## [Task directions]
Rewrite every one of the records below, changing each "keypoint" to "marker" and keeping everything else the same.

## [Records provided]
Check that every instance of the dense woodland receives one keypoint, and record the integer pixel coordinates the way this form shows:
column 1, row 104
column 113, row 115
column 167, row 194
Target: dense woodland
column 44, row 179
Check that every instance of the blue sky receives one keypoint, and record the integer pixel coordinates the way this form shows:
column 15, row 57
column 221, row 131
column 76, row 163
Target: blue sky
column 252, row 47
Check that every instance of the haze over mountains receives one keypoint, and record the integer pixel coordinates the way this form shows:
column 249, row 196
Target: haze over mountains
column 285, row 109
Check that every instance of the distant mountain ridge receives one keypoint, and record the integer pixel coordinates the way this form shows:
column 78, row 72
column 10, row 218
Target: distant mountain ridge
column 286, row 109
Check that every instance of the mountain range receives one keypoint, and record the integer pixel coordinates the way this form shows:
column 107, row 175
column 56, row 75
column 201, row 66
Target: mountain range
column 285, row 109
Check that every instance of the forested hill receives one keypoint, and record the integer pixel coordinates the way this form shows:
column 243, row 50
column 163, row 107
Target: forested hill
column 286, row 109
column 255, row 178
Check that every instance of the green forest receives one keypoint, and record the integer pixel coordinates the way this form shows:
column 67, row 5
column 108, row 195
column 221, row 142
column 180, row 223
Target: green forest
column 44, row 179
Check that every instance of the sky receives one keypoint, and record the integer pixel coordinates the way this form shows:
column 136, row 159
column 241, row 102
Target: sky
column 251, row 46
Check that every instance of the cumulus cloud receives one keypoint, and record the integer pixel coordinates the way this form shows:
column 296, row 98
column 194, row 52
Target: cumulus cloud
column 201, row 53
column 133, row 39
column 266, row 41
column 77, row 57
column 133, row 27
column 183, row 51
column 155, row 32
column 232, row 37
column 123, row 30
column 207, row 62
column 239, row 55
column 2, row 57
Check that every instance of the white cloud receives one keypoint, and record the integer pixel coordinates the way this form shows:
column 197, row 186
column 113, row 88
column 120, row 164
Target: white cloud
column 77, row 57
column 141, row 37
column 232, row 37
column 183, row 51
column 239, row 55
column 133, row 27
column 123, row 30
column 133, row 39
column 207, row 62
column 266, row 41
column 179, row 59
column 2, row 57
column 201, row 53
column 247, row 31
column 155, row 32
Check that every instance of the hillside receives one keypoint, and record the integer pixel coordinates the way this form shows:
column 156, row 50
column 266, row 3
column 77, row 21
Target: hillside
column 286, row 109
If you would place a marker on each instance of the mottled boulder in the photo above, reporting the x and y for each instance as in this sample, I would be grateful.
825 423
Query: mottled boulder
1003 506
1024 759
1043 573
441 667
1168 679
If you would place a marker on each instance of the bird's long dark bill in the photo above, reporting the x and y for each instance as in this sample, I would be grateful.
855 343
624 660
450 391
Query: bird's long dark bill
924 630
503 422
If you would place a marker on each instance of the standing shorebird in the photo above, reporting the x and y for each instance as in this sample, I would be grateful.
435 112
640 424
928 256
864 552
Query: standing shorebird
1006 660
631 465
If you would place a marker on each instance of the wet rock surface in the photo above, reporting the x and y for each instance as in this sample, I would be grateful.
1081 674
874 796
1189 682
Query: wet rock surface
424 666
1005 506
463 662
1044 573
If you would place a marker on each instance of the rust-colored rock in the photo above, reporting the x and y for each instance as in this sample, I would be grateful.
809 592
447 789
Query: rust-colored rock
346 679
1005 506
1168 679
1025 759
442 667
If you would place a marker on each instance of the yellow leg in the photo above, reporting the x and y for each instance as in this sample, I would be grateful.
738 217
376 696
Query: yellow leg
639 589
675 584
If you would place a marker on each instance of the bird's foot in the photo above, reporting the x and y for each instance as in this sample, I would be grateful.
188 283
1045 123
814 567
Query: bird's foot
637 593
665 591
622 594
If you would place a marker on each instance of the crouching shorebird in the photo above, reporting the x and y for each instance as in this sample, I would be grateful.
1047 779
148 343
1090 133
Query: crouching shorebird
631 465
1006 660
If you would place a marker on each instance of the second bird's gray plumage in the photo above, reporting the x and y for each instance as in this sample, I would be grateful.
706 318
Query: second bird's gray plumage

## [Task response]
Check that every instance of the dense woodland receives one marker, and record the integer pixel coordinates the way this form shows:
column 1, row 104
column 113, row 115
column 167, row 194
Target: dense woodland
column 44, row 179
Check that every instance of the blue sky receives one marker, and record the integer pixel coordinates the way this form shows:
column 15, row 57
column 221, row 131
column 76, row 163
Target: blue sky
column 252, row 47
Check that every instance of the haze over mountains receives one marker, and record the integer pixel coordinates the way this form shows:
column 249, row 196
Target: haze over mountains
column 285, row 109
Check that every instance of the distant mountain ridge receives one marker, and record the integer pixel coordinates the way this form shows:
column 78, row 72
column 10, row 218
Target: distant mountain ridge
column 286, row 109
Check that every instance of the mountain range receives one marker, and record the integer pixel coordinates the way this form shows:
column 107, row 175
column 56, row 75
column 201, row 66
Target: mountain range
column 285, row 109
Check that every instance of the forested hill receives one marker, and record the integer pixel coordinates the way this form shows:
column 243, row 50
column 163, row 107
Target: forested hill
column 286, row 109
column 255, row 178
Check that every instance of the green forest receives one marker, and record the integer pixel coordinates the way this form shows:
column 67, row 5
column 108, row 195
column 221, row 142
column 180, row 223
Target: green forest
column 44, row 179
Check that every instance of the sky receives one marker, and record the integer pixel coordinates the way this form shows:
column 136, row 159
column 241, row 102
Target: sky
column 251, row 46
Check that every instance of the cumulus cloud receives one marker, and record the integer pixel coordinates the way this form shows:
column 296, row 98
column 194, row 52
Target: cumulus cloud
column 201, row 53
column 133, row 39
column 266, row 41
column 77, row 57
column 133, row 27
column 183, row 51
column 155, row 32
column 232, row 37
column 123, row 30
column 207, row 62
column 239, row 55
column 2, row 57
Check that every instance of the white cloud receives one marker, and record the integer pixel coordinates the way this form shows:
column 197, row 186
column 113, row 88
column 120, row 164
Target: white cloud
column 77, row 57
column 141, row 37
column 232, row 37
column 183, row 51
column 239, row 55
column 133, row 27
column 123, row 30
column 133, row 39
column 207, row 62
column 266, row 41
column 179, row 59
column 2, row 57
column 201, row 53
column 247, row 31
column 155, row 32
Check that every instance of the hillside receives one marker, and record the integer pixel coordinates the way this form shows:
column 156, row 50
column 266, row 3
column 77, row 21
Target: hillside
column 286, row 109
If you would place a marker on each instance of the mottled boulder in the photo above, reporting the x and y for each instance as in this sample, I would be grateful.
825 423
Query: mottled boulder
1003 506
1024 759
1043 573
441 667
1168 679
If you would place a marker on each instance of the bird's long dark bill in the photo above, reporting the x and y for each instance as in this sample, I would be grateful.
855 343
624 660
450 391
Query: bird's long dark bill
924 630
503 422
If you would place a marker on each instance of the standing shorebird in the photo above, reporting the x and y for each instance as in this sample, I would be grateful.
435 112
640 424
928 256
864 552
Query: standing shorebird
1006 660
631 465
If you would place a marker on each instance of the wet rock surface in the photo above, reporting the x and y for each instance as in this sample, I would be grateful.
1081 674
874 796
1189 682
Query: wet rock surface
424 666
1005 506
463 662
1044 573
If you would place a marker on each instance of the rust-colored rock in the photo above, reporting the x and y for each instance as in this sample, I would be grateful.
809 592
447 789
Query: rust-colored rock
346 679
1005 506
1168 679
1025 759
442 667
If you would place a marker on each instance of the yellow leg in the photo above, reporting the x and y for each instance as in this sample, I would be grateful.
738 217
376 696
Query: yellow leg
639 589
675 584
If you would place a marker on each instance of the bird's foot in the photo above, reporting the x and y for each instance as in this sample, I would be grateful.
188 283
1045 123
814 567
Query: bird's foot
637 593
665 591
622 594
If you would place a marker on each instance of the crouching shorebird in the photo above, reporting the x and y for each instance as in this sample, I would be grateful.
1047 779
148 343
1090 133
Query: crouching shorebird
631 465
1006 660
If you would place a marker on each instance of the second bird's gray plumage in the photo above, reporting the x and y for each instance as in this sample, I would be grateful.
706 318
Query: second bird's gray plumage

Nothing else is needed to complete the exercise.